>> Start DATA ENTRIES
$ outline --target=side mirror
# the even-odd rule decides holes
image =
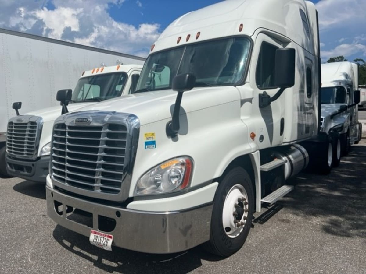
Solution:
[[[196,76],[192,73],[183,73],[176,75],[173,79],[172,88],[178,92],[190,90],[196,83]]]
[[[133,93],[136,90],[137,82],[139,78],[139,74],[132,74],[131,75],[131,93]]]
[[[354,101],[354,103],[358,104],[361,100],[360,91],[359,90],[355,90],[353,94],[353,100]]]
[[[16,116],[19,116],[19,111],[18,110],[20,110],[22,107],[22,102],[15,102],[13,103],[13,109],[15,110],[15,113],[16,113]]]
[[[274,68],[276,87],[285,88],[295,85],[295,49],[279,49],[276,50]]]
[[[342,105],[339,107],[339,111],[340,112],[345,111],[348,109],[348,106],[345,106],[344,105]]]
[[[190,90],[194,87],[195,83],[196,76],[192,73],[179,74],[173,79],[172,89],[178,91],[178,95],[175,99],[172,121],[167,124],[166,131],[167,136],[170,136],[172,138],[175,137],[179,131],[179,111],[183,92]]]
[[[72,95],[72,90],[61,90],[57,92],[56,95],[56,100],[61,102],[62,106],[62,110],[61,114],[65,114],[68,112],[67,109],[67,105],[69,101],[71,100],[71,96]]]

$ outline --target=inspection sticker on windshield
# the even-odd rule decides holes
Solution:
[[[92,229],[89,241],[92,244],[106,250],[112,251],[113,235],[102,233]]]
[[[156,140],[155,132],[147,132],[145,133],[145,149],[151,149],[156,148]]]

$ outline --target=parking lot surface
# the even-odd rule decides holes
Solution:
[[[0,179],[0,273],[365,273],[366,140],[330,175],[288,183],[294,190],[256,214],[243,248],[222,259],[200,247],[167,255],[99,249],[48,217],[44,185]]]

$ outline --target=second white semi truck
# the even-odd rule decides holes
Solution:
>> End DATA ENTRIES
>> Start DATA ENTRIES
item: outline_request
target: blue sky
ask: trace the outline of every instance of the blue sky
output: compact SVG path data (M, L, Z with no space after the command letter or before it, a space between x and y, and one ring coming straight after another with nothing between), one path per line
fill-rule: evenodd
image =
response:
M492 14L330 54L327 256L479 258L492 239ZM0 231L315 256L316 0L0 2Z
>> End DATA ENTRIES
>> Start DATA ENTRIES
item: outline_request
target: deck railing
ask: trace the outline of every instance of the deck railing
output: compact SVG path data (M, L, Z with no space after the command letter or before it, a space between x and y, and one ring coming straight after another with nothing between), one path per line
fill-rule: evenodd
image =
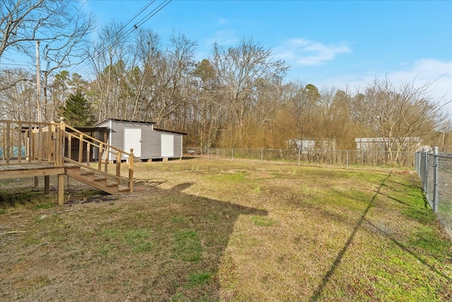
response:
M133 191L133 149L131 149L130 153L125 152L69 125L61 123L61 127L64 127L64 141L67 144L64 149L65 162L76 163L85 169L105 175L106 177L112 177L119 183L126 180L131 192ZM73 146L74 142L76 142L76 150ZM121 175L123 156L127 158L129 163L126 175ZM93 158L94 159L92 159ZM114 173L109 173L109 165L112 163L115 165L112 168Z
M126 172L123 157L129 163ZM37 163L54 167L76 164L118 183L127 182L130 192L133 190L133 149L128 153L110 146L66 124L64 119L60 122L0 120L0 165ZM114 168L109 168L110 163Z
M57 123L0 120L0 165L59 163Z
>> End DATA ENTRIES
INSTRUCTIONS TO FOLLOW ▸ Locate and copy each line of the listing above that contains the string "target", treating uppercase and lowercase letters as different.

SOLUTION FOR THIS TASK ▸
$ outline --target=side mirror
$ outline --target=inspection sticker on windshield
$ outline --target=parking lot surface
$ outline --target=second white semi truck
target: blue sky
target: deck railing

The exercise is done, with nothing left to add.